# [TEXTE FOURNI]
════════════════════

Lorsqu’un créancier ne figure pas sur la liste prévue à l’article L. 622-6 du code de commerce, sa demande de relevé de forclusion pour sa créance doit être accueillie. Du reste, dans cette hypothèse, le débiteur ne peut soutenir qu’il n’a pas à déclarer une créance dont il entend contester l’existence et que, partant, il ne peut lui être imposé de faire figurer une telle créance au sein de la liste de l’article L. 622-6.

Il y a une règle bien connue des amateurs de droit des entreprises en difficulté : le créancier qui ne procède pas dans les délais à la déclaration de sa créance au passif de son débiteur en procédure collective risque de voir son droit inopposable à la procédure (C. com., art. L. 622-26, al. 2). Toutefois, pour éviter cette sanction, malgré le dépassement du délai, le créancier peut encore intenter une action en relevé de forclusion à condition que sa situation corresponde à l’un des deux motifs édictés par le code de commerce (C. com., art. L. 622-26, al. 1).

D’une part, le créancier peut démontrer que sa défaillance à déclarer n’est pas due à son fait.

D’autre part, il peut établir que sa défaillance est due à une omission du débiteur – de la créance litigieuse – lors de l’établissement de la liste prévue à l’article L. 622-6 du code de commerce. Précisons que ladite liste doit être remise par le débiteur dans les huit jours de l’ouverture de la procédure collective à l’administrateur et au mandataire judiciaire (C. com., art. R. 622-5). Elle comprend notamment l’énumération des créanciers, du montant des dettes et des principaux contrats en cours.

════════════════════

# [Extraits de données de pointage]
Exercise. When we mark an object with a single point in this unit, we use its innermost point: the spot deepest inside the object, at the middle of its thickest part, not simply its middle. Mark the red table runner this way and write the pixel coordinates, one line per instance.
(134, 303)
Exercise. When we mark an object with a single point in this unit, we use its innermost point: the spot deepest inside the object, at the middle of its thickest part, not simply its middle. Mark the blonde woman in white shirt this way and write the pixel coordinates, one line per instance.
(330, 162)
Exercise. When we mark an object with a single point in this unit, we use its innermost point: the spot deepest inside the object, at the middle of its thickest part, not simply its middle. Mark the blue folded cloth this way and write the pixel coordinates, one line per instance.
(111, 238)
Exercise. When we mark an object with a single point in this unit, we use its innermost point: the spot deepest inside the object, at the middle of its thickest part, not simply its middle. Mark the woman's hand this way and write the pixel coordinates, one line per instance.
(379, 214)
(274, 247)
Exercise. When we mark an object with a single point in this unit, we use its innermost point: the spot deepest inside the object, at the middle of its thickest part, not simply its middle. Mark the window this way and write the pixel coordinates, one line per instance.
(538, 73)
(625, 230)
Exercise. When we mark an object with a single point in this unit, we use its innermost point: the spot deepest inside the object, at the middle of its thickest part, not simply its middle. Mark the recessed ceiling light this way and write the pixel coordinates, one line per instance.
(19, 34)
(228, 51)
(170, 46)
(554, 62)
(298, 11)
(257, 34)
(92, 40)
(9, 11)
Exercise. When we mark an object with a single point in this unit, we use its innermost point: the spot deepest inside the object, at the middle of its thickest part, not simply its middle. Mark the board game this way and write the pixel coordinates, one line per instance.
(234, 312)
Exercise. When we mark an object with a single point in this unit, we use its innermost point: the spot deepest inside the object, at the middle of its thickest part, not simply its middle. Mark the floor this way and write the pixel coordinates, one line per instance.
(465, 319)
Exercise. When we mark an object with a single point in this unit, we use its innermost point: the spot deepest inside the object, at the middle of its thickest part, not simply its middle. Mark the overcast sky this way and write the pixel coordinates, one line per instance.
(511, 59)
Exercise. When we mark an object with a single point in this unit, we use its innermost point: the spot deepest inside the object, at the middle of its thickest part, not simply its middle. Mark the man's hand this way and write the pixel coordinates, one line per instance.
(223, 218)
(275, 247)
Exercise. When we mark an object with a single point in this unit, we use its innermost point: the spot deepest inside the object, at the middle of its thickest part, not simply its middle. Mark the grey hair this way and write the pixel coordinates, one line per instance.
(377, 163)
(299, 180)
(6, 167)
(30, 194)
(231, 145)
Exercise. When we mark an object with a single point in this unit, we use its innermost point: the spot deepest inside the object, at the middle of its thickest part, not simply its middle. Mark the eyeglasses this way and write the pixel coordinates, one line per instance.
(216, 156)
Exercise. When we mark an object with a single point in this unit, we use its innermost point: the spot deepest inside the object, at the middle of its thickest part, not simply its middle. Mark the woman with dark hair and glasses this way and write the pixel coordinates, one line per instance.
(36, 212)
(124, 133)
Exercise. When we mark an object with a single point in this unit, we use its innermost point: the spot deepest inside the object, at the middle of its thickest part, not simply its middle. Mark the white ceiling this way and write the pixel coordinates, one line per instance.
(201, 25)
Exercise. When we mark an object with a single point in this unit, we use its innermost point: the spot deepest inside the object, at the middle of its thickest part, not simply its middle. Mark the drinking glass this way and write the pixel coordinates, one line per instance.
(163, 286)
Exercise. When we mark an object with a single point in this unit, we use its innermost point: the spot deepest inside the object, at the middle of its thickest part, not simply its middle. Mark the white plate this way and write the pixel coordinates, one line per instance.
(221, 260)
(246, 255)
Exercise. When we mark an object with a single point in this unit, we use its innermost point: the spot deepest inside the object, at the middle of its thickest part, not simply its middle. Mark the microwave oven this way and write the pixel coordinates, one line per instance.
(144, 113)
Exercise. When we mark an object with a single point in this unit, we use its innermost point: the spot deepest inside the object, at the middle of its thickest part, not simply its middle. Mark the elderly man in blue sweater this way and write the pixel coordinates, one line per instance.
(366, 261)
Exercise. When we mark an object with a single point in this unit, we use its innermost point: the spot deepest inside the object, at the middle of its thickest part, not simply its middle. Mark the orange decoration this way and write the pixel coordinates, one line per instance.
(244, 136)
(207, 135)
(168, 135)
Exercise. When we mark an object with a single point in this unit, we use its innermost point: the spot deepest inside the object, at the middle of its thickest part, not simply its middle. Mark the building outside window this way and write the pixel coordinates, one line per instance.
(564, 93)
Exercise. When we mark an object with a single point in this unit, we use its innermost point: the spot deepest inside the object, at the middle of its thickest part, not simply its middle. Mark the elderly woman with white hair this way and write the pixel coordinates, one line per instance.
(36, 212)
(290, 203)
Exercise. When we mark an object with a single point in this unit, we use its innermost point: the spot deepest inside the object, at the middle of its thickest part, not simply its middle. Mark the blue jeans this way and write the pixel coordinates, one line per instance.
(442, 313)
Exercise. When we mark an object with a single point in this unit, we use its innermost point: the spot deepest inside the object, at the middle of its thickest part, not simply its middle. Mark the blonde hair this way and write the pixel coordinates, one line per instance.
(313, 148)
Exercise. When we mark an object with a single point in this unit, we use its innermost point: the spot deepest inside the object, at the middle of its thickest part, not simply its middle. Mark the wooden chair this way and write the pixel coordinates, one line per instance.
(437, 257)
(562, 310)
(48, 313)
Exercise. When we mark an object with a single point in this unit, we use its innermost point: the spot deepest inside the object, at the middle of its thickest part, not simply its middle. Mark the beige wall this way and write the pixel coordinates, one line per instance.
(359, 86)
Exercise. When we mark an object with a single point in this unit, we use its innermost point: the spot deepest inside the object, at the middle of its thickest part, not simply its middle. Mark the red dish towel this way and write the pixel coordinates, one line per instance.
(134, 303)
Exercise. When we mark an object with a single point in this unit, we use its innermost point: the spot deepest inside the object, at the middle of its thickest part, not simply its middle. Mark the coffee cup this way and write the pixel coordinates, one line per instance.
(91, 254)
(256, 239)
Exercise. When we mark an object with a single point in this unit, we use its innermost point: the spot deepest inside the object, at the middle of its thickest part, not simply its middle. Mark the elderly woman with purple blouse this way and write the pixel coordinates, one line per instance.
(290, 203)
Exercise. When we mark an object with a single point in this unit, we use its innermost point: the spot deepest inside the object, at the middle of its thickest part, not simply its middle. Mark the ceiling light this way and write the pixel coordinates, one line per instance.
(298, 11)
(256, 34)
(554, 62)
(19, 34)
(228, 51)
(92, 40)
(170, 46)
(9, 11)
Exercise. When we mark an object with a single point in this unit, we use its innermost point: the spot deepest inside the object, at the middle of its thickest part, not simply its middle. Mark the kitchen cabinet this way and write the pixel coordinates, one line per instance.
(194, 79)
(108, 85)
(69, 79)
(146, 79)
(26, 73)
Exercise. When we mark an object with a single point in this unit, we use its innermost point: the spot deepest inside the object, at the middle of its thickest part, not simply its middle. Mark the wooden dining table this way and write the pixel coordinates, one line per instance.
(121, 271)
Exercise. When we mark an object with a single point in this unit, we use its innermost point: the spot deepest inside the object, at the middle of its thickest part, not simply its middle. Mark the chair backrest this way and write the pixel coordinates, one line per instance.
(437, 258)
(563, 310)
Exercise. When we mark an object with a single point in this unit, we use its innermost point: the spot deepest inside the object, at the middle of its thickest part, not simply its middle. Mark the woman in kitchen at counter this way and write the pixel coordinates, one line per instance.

════════════════════

Veuillez poursuivre le texte sur le relevé de forclusion en reprenant juste après sa dernière phrase.

# [RÉPONSE DEMANDÉE]
Ce dernier motif de relevé de forclusion nous intéresse plus spécialement, et ce, notamment au regard de son interaction avec d’autres règles en lien avec la procédure de déclaration des créances.

D’emblée, il faut bien avoir à l’esprit que la liste de l’article L. 622-6 du code de commerce n’a pas qu’un rôle à jouer en matière de relevé de forclusion, car depuis l’ordonnance du 12 mars 2014, le troisième alinéa de l’article L. 622-24 prévoit que lorsque le débiteur a porté une créance à la connaissance du mandataire judiciaire, il est présumé avoir agi pour le compte du créancier tant que celui-ci n’a pas adressé sa propre déclaration de créance dans le délai prévu à l’article R. 622-24.

À cet égard, bien qu’il ne s’agisse pas « d’un instrument imposé », la connaissance du mandataire des créances que le débiteur déclare pour le compte des créanciers va s’opérer d’une façon quasi systématique en raison de la liste de l’article L. 622-6. Au demeurant, puisqu’elle doit comprendre l’énumération des créanciers et du montant des dettes, il s’agit, en quelque sorte, de la toute première information dont disposeront les organes de la procédure quant à la composition du passif du débiteur. Dès lors, la liste de l’article L. 622-6 fait donc figure « d’instrument privilégié » pour les déclarations de créances qu’opérerait le débiteur pour le compte de ses créanciers (« instrument privilégié » seulement, car pour valoir déclaration, seul compte le fait que le débiteur ait porté la créance à la connaissance du mandataire dans les délais, et ce, peu important le moyen mobilisé, Com. 27 mars 2024, n° 22-21.016 FS-B, Dalloz actualité, 5 avr. 2024, obs. B. Ferrari ; D. 2024. 637  ; ibid. 1154, chron. C. Bellino, T. Boutié et C. Lefeuvre  ; Rev. sociétés 2024. 404, obs. F. Reille  ; RTD com. 2024. 425, obs. A. Martin-Serf ).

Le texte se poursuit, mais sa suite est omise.